[Exercise input]
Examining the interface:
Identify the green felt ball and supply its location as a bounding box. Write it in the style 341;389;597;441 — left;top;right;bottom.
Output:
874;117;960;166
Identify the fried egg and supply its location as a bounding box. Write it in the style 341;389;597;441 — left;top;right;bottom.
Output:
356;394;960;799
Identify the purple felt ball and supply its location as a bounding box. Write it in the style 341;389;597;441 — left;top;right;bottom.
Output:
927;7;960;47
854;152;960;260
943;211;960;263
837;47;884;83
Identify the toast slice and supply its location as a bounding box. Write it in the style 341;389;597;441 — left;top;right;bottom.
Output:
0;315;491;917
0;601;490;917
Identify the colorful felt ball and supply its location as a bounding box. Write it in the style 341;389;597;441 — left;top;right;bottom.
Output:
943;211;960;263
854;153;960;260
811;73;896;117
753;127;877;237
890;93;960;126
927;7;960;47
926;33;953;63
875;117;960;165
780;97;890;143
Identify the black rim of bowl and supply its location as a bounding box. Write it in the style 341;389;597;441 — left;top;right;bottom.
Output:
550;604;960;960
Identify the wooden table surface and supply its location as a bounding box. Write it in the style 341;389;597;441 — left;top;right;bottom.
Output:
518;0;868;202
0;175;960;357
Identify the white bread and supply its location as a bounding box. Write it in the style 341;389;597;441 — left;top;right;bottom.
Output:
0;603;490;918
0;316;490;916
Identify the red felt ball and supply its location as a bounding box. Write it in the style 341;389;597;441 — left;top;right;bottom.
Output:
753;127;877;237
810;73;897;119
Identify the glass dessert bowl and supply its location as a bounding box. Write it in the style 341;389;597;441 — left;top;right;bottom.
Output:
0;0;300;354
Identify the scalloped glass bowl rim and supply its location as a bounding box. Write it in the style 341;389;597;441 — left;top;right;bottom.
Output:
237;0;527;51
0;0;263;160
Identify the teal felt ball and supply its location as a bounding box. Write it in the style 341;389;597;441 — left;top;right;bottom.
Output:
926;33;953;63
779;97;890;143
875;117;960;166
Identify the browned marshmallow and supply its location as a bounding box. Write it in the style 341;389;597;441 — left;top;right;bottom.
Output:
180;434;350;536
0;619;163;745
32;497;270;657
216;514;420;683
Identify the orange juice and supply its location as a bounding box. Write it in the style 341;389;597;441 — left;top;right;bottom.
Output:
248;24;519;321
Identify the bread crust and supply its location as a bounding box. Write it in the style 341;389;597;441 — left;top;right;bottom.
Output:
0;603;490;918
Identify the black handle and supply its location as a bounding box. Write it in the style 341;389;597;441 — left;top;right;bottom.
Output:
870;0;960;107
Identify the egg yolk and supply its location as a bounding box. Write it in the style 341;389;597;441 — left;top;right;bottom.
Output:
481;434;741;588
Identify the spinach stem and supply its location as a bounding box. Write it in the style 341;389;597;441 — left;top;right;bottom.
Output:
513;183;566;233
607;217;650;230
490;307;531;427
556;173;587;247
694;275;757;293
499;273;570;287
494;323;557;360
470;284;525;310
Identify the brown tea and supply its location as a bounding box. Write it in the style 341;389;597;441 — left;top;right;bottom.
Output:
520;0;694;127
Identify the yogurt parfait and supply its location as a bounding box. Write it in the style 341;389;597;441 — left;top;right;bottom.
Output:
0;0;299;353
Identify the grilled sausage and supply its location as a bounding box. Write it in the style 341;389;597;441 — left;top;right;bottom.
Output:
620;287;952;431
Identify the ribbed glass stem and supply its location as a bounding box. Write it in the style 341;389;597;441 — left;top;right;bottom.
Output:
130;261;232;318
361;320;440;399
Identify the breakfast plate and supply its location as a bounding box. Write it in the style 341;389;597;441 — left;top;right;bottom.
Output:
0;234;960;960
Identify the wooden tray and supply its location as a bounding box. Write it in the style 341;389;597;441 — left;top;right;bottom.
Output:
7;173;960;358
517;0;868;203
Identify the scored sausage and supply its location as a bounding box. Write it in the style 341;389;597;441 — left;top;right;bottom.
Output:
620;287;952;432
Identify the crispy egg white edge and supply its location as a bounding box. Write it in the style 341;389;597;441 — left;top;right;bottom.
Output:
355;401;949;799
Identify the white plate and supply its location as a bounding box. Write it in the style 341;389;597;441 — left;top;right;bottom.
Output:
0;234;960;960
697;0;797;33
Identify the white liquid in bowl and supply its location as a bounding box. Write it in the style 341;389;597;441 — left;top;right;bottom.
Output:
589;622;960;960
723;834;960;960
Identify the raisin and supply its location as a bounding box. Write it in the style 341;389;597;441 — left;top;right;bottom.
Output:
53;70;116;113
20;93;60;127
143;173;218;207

[Challenge]
Write out each of the records above word for word, with nothing changed, added, or left out.

[Solution]
Examining the interface:
Identify the green felt ball and supply its location as a bounding box. Write it in the style 341;389;597;441 — left;top;right;bottom.
Output:
874;117;960;166
Identify the fried egg and supply its location as a bounding box. Write it in the style 341;389;597;441 — left;top;right;bottom.
Output:
356;394;960;799
Identify the purple felt ball and supply its location as a bounding box. Write it in the style 341;389;597;441 — left;top;right;bottom.
Output:
927;7;960;47
854;152;960;260
943;211;960;263
837;47;884;83
Identify the toast slice and supply its location as a bounding box. Write it in the style 341;389;597;441 — left;top;right;bottom.
Output:
0;315;491;917
0;601;490;917
Identify the colorful felt ball and supply its location as a bounding box. Write it in the style 341;389;597;441 — left;top;right;bottom.
Output:
943;211;960;263
854;153;960;260
811;73;896;117
753;127;877;237
890;93;960;126
927;7;960;47
926;33;953;63
875;117;960;165
780;97;890;143
Identify the black rim of bowl and supply its location as a bounding box. Write it in the style 341;389;597;441 — left;top;right;bottom.
Output:
550;604;960;960
Identify the wooden table surface and supply its location as a bounding box. Write it in the style 341;389;597;441 — left;top;right;bottom.
Output:
518;0;868;202
0;175;960;357
Identify the white bread and supply its location as a bounding box. Write it in the style 341;389;597;441 — left;top;right;bottom.
Output:
0;603;490;918
0;316;490;916
Identify the red felt ball and supply its location as a bounding box. Write it in the style 341;389;597;441 — left;top;right;bottom.
Output:
753;127;877;237
810;73;897;119
Identify the glass dessert bowl and supply its location as a bounding box. Write it in the style 341;389;597;441 — left;top;right;bottom.
Output:
0;0;300;354
Identify the scalloped glass bowl rim and supply its location as a bounding box. Write it in the style 341;389;597;441 — left;top;right;bottom.
Output:
237;0;527;51
0;0;263;160
Identify the teal felt ball and supply its location as a bounding box. Write it in the style 341;389;597;441 — left;top;right;bottom.
Output:
926;33;953;63
779;97;890;143
875;117;960;166
Identify the browned marshmallow and supply its location as a bounding box. Write it in the style 341;389;597;441 — left;top;right;bottom.
Output:
180;434;350;536
0;619;163;745
32;497;270;657
216;514;420;683
Identify the orange juice and supply its location as a bounding box. Write it in the style 341;389;597;441 — left;top;right;bottom.
Output:
248;24;519;321
Identify the bread crust and supply its location as a bounding box. Write it in the style 341;389;597;441 — left;top;right;bottom.
Output:
0;603;490;918
Identify the black handle and supply its location as a bounding box. Write it in the style 341;389;597;441 — left;top;right;bottom.
Output:
870;0;960;107
Identify the egg yolk and supply its location as a bounding box. Write it in the style 341;389;597;441 — left;top;right;bottom.
Output:
481;434;741;588
Identify the spinach stem and supply its location as a bounding box. Write it in the style 341;389;597;441 — left;top;right;bottom.
Output:
513;183;566;233
607;217;650;230
490;307;531;427
556;173;587;247
694;275;757;293
499;273;570;287
494;323;557;360
470;284;525;310
Identify the brown tea and supply its location as a bounding box. Write it in the style 341;389;597;441 — left;top;right;bottom.
Output:
520;0;694;127
Identify the yogurt parfait and supply its location as a bounding box. Write it in the style 341;389;597;441 — left;top;right;bottom.
Output:
0;0;299;353
Identify the grilled sausage and supply its location as a bounding box. Write it in the style 341;389;597;441 — left;top;right;bottom.
Output:
620;287;952;431
Identify the ribbed glass stem and supply its location as a bounding box. Write it in the style 341;389;597;441 — left;top;right;bottom.
Output:
130;261;232;318
361;320;440;399
Identify the breakfast plate and supply its location as a bounding box. Write it in the style 341;389;597;441 — left;top;right;bottom.
Output:
0;234;960;960
Identify the wooden tray and supply its location as a bounding box. Write it in the style 341;389;597;441 — left;top;right;bottom.
Output:
7;173;960;358
517;0;868;203
Identify the scored sausage and supply its location as a bounding box. Write it in the style 341;389;597;441 — left;top;right;bottom.
Output:
620;287;952;432
Identify the crispy egg white edge and supply its location as a bounding box. Write it in the style 341;389;597;441 — left;top;right;bottom.
Output:
355;401;949;799
Identify the white plate and supply its location as a bounding box. Write it in the style 341;389;597;441 — left;top;right;bottom.
Output:
0;234;960;960
697;0;797;33
Identify the white liquid in bowl and supply its location as a bounding box. Write it in the style 341;389;597;441 — left;top;right;bottom.
Output:
589;622;960;960
723;834;960;960
Identify the raisin and supply its location as a bounding box. Write it in the style 341;389;597;441 — left;top;right;bottom.
Output:
53;70;116;113
20;93;60;127
143;173;218;207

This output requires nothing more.